Prompt: Every record below is to be reproduced exactly.

Stored data entries:
▬▬▬▬▬▬

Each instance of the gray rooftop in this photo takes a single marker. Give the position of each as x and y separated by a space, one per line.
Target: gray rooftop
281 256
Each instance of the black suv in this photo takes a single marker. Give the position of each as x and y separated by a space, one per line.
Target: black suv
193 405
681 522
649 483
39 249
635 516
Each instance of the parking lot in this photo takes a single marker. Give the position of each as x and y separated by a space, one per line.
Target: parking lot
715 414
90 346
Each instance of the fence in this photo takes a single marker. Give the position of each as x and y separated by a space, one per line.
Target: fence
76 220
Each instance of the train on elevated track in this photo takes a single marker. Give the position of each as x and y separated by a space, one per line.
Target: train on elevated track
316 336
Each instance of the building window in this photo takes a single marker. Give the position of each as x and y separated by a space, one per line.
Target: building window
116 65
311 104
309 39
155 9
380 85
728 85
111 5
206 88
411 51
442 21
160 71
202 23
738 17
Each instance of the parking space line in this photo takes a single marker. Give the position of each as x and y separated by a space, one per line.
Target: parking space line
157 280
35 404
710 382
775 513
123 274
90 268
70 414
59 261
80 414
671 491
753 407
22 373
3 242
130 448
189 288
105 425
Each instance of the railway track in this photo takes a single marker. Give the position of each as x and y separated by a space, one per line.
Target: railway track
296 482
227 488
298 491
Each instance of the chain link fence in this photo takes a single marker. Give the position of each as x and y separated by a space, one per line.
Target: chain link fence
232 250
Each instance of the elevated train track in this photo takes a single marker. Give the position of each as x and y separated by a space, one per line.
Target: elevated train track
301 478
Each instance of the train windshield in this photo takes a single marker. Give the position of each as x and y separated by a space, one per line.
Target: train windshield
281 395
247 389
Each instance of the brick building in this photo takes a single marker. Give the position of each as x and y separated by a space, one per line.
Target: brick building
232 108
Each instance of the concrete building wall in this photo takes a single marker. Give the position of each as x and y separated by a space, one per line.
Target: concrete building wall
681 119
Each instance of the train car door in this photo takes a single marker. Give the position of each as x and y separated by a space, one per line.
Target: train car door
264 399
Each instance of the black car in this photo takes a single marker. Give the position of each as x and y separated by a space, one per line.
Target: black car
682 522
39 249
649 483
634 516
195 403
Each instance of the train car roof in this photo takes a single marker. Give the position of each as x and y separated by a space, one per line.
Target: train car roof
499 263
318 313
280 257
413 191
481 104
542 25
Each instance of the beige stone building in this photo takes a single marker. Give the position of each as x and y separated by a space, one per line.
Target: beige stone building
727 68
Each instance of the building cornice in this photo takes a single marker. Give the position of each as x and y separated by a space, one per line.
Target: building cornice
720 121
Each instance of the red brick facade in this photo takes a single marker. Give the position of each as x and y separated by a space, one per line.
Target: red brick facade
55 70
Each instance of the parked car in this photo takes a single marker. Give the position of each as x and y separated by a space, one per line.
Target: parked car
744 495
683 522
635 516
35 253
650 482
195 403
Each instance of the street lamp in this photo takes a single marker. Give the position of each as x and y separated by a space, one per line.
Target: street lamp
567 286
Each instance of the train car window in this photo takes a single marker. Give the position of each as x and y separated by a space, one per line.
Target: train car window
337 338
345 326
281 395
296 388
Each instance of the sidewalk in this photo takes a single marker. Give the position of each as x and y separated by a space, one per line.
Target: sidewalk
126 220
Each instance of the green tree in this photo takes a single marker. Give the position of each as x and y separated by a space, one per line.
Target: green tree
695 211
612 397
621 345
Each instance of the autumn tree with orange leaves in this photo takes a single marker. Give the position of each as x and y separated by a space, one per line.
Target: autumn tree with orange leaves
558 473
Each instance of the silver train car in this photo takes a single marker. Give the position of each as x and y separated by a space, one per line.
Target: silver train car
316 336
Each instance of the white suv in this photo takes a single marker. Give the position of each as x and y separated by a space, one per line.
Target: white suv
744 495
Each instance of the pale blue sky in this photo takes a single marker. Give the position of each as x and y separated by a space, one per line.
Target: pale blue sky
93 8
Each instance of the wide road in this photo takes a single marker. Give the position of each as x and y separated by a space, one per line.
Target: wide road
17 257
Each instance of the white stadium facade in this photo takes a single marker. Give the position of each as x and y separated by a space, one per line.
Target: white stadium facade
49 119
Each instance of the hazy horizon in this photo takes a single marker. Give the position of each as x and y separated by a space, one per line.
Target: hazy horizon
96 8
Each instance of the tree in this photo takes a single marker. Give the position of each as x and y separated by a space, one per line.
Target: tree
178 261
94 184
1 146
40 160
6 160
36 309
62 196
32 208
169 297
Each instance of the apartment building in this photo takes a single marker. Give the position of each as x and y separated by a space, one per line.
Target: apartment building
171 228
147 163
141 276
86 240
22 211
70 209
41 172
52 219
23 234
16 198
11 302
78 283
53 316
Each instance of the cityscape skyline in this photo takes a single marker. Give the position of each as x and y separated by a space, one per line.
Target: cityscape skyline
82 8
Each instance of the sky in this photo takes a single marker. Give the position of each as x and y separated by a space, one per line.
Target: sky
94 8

▬▬▬▬▬▬

Result:
Each instance of the gray rooftop in this photo takes a single marker. Give the position of each as x and y separated by a space, one per line.
Target: gray rooftop
281 256
Each instance of the black suv in this photo takes a single marker. Give the position of each as x and y separated by a space, one per line.
Target: black suv
193 405
681 522
649 483
39 249
635 516
Each instance of the parking lot in this photo takes a single marker. Give the position of each as x and y separated by a space, one per line.
Target: parking lot
715 414
90 346
Each instance of the fence in this photo takes a single marker. Give the position of each as x and y separated by a space, one per line.
Target: fence
76 220
Each instance of the train on elevated track in this photo takes a single marker. Give the position of each as x and y separated by a space, one per line.
Target: train on elevated track
316 336
Each instance of the building window in this photo takes a single marker. Give the position of each as x and y separated by a space, one per line.
Target: building window
116 65
311 104
309 39
155 9
380 85
728 85
111 5
206 88
411 51
442 21
160 71
202 23
738 17
Each instance of the parking space line in this photo takes a single marker. Give the position of each as x and y separated by a space, one per line.
Target: parking space line
157 280
35 404
710 382
775 513
123 274
90 268
70 414
59 261
80 414
671 491
753 407
22 373
3 242
130 448
189 288
105 425
Each instance of the railway track in this photo takes a single marker. Give the position of each as x and y separated by a space, one per line.
Target: railway track
296 482
227 488
298 491
Each instance of the chain link fence in this photo takes a single marker. Give the position of each as x and y separated by a space, one per line.
Target: chain link fence
232 250
Each instance of the elevated train track in this photo takes a single marker. Give the position of each as x and y separated by a space, one per line.
Target: elevated train track
301 478
Each instance of the train windshield in this photo takes a single marker. Give the position of each as x and y separated by a space, one per line.
Target: train windshield
281 395
247 389
Each instance of the brick building in this photo takes a single marker. Give the position of each as x and y separated by a space, one per line.
Target: brick building
232 108
Each instance of the concrete building wall in this photo takes a single marker. Give the position of each as x and y separated by a space, one per line.
Target: concrete building wall
681 119
Each instance of the train car door in this photo takes a single marker. Give the position of each as x and y separated by a space, one per line.
Target: train car door
264 399
Each instance of the black car in this photo takes a single marker. Give the position of each as x and y separated by a space, one per line.
Target: black car
682 522
39 249
649 483
634 516
195 403
Each instance of the train car roof in this photo takes a single marker. Give the position of each as x and y separated by a space, one per line.
Target: train car roof
499 263
318 313
280 257
413 191
481 104
542 25
Each instance of the beige stone building in this photo takes a single marker. Give the position of each as x and y separated by a space, one per line.
Target: beige stone building
727 68
Each instance of the building cornice in this photo takes a single marker. Give the position of each as x and y separated by a space, one per line.
Target: building cornice
720 121
Each instance of the red brick facade in this photo takes a single marker. Give the position of each as x and y separated by a space, one per line.
Target: red brick facade
55 70
Each instance of the parked car in this photo takes a single marker. Give the position of each as x and y separated by a space, one per line.
Target: parked car
744 495
683 522
635 516
35 253
650 482
195 403
Each instance of the street lamp in this photo takes a single marker. Give the position of each as x and y separated by a space, one per line.
Target: street lamp
567 286
Each instance of the train car window in this photo takes a single marker. Give the position of each as x and y separated by a space, one per line.
Target: train car window
337 338
345 326
281 395
296 388
Each instance of the sidewalk in this photo takes a single marker. Give the position of each as x and y separated by a space, one per line.
Target: sidewalk
126 220
Each instance of the green tree in this photo takes a single marker. Give the position of each as x and y separated by a space, one per line.
Target: green tree
695 211
612 397
621 345
Each instance of the autumn tree with orange leaves in this photo takes a single marker. Give the position of each as x and y separated by a space, one per line.
Target: autumn tree with orange leaves
558 473
Each instance of the silver train car in this photo takes a single marker. Give the position of each as x and y separated by a space, one per line.
Target: silver train car
316 336
Each instance of the white suv in this photo takes a single marker. Give the position of each as x and y separated by a space, one per line.
Target: white suv
744 495
Each instance of the pale blue sky in this photo takes a single marker. Give the position of each as x and y separated by a space, one per line.
Target: pale blue sky
93 8
Each instance of the wide road in this photo takes a single marker. Give the position of each as x and y separated by a space, one per line.
Target: wide road
17 257
Each instance of the white stadium facade in this photo takes a single marker. Give the position of each as x and y separated by a space, one per line.
Target: white stadium facade
49 119
Each instance of the hazy horizon in this photo takes a single marker. Give the position of each as x and y separated by a space, one per line.
Target: hazy horizon
96 8
Each instance of the tree in this photo takes a single marker. Give the position of each as x and y separated by a space, one per line.
Target: tree
178 261
94 184
1 146
40 160
6 160
36 309
62 196
32 208
169 297
Each instance of the apartment building in this photo takes a single marker. Give the position of each as x and y separated by a space, one per line.
Target: apartment building
171 228
147 163
141 276
86 240
22 211
70 209
41 172
52 219
23 234
16 198
11 302
78 283
53 316
Each instance of the cityscape skyline in this photo takes a single marker. Give the position of each as x and y separated by a space, one per line.
Target: cityscape skyline
82 8
Each instance of the sky in this photo takes a single marker. Give the position of each as x and y separated by a space, one per line.
Target: sky
94 8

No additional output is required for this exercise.